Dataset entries
# # # # # # #

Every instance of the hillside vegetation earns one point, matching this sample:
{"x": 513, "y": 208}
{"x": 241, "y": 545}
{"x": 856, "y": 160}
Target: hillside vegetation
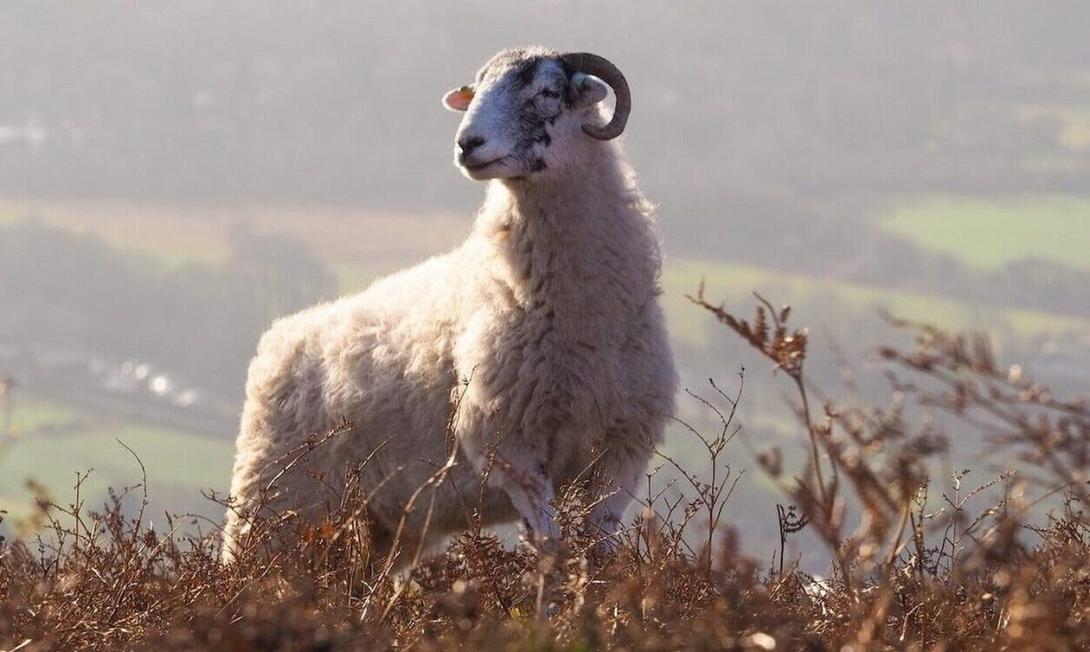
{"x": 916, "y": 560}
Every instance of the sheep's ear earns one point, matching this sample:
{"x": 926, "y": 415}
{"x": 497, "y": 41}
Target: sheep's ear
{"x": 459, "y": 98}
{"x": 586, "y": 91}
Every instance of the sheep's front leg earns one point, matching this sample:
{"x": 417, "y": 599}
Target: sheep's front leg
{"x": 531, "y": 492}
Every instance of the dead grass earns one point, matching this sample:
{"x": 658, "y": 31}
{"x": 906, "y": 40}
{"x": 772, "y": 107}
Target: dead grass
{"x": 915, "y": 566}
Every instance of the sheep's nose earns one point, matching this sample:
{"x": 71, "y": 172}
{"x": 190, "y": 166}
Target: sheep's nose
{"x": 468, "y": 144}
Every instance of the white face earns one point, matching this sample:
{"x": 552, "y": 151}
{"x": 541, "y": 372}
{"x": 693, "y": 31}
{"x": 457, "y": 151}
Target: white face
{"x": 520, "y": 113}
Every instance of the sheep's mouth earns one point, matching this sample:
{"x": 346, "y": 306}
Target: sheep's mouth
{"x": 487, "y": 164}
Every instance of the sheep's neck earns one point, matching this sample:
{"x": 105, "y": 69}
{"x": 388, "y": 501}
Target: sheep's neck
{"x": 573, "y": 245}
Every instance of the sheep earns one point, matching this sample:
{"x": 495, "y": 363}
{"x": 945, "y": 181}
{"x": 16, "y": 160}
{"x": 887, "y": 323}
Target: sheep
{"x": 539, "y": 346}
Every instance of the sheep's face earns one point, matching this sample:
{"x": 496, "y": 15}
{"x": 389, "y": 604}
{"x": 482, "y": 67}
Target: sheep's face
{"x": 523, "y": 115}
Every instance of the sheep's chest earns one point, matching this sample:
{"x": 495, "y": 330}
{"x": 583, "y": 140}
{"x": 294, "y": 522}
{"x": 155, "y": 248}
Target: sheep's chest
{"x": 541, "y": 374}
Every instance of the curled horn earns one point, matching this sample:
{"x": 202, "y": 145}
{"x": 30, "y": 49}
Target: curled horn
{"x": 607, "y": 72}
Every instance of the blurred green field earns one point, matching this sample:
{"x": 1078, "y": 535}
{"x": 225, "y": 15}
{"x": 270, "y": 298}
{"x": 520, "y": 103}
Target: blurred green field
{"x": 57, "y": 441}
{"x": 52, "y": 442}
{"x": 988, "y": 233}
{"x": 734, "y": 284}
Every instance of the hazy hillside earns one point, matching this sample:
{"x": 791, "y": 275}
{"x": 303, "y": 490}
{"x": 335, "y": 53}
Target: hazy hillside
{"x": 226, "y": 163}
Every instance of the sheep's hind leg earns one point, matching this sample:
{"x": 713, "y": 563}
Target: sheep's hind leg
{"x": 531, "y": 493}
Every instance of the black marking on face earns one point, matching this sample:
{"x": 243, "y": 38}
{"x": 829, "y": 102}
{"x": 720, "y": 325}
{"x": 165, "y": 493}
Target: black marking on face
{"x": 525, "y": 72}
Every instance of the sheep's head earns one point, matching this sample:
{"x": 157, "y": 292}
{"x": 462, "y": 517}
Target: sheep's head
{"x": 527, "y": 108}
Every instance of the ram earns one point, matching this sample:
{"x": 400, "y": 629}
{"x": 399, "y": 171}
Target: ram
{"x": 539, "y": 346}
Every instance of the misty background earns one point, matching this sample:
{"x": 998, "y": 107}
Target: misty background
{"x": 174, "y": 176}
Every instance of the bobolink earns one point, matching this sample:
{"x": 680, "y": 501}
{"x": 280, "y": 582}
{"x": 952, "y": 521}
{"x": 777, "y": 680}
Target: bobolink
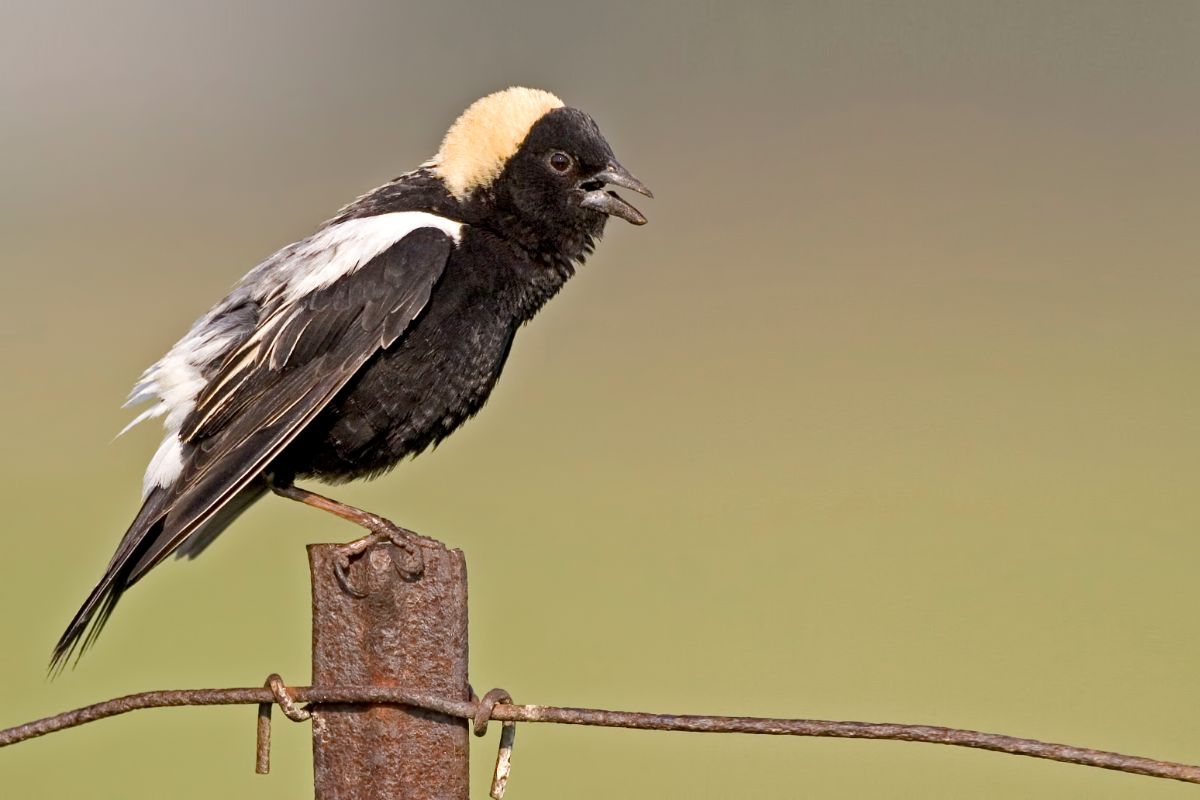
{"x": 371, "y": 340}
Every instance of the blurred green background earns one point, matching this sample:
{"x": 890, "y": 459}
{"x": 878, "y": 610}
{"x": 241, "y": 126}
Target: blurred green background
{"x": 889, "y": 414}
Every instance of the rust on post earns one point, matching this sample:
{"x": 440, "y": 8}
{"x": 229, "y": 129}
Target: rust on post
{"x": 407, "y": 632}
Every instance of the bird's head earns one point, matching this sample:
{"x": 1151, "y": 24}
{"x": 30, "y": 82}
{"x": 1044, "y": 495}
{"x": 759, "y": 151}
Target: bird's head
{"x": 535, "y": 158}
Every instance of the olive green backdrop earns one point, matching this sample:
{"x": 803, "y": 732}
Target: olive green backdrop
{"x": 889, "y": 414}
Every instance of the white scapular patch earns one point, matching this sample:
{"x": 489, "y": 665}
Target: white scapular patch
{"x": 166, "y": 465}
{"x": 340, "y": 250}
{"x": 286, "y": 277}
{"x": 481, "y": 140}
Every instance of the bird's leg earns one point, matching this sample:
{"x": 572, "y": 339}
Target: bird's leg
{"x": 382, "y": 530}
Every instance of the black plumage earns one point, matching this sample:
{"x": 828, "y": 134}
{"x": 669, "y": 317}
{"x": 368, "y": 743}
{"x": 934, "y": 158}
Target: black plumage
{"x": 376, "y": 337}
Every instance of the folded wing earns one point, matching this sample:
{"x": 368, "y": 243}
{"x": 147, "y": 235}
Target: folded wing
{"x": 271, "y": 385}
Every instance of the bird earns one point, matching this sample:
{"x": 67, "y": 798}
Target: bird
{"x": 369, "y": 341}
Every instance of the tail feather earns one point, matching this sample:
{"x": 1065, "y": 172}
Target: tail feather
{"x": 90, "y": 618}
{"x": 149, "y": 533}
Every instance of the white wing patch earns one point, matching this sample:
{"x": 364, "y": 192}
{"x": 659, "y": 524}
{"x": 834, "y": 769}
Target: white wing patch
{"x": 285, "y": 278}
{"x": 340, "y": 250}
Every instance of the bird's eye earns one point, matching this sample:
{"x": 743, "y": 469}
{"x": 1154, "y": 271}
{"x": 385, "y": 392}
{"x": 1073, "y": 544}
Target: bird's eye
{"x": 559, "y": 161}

# # # # # # #

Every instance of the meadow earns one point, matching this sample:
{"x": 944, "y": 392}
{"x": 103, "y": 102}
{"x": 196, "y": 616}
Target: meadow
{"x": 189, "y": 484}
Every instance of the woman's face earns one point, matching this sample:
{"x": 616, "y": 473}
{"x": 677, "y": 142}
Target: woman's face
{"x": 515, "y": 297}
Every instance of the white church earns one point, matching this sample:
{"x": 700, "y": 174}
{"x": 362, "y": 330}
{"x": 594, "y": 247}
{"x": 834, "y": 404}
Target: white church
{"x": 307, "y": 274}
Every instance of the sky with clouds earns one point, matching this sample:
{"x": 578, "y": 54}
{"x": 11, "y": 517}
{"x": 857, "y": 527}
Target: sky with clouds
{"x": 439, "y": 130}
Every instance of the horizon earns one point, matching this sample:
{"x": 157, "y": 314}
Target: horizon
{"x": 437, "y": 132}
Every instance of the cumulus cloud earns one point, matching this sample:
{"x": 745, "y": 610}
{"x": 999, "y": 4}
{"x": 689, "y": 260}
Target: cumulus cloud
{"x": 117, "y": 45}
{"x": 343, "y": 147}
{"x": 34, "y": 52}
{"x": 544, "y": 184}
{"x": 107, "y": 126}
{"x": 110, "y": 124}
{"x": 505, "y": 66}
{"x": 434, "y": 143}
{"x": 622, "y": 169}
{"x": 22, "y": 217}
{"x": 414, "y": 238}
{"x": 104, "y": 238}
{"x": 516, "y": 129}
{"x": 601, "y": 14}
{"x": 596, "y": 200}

# # # # # # #

▸ **Task requirements**: Out of the data above, give again only the lines starting at the one holding "Target: bird's leg" and ending at the one holding "Every instance of the folded", unchanged.

▸ **Output of the task**:
Target: bird's leg
{"x": 382, "y": 530}
Every instance of the black plumage earns one point, matching this sample:
{"x": 828, "y": 134}
{"x": 669, "y": 317}
{"x": 368, "y": 743}
{"x": 934, "y": 158}
Target: black plumage
{"x": 376, "y": 337}
Every instance of the folded wing earns one point, matching this sample:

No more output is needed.